#### INSTRUCTIONS FOR THE TASK
Could you work out the number of lines in the listing that include the word "above" and reply with that figure alone?
=== Begin Enclosure ===
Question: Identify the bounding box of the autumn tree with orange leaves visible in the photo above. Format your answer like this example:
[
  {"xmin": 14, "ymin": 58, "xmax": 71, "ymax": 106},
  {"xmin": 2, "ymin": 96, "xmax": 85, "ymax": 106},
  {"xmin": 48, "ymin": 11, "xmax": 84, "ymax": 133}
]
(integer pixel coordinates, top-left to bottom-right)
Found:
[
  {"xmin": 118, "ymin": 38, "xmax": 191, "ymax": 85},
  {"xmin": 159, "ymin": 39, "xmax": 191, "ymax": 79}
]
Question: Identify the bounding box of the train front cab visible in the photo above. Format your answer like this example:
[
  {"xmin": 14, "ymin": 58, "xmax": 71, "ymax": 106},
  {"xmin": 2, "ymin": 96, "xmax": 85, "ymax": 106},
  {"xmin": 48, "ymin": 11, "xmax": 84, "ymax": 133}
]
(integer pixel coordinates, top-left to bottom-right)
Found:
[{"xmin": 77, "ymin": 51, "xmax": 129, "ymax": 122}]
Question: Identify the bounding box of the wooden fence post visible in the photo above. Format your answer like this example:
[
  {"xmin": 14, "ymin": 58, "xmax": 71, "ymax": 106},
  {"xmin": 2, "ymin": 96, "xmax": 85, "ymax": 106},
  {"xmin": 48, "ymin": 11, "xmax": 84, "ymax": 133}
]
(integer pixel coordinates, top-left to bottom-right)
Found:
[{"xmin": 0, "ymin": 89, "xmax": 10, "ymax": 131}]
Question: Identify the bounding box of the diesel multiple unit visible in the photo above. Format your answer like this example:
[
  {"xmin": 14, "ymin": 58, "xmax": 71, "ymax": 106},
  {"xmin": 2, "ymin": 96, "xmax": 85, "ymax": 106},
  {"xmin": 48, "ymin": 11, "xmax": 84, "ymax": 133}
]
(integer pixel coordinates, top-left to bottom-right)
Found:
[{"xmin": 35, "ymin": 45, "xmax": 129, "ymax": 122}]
=== End Enclosure ===
#### ANSWER FOR THE TASK
4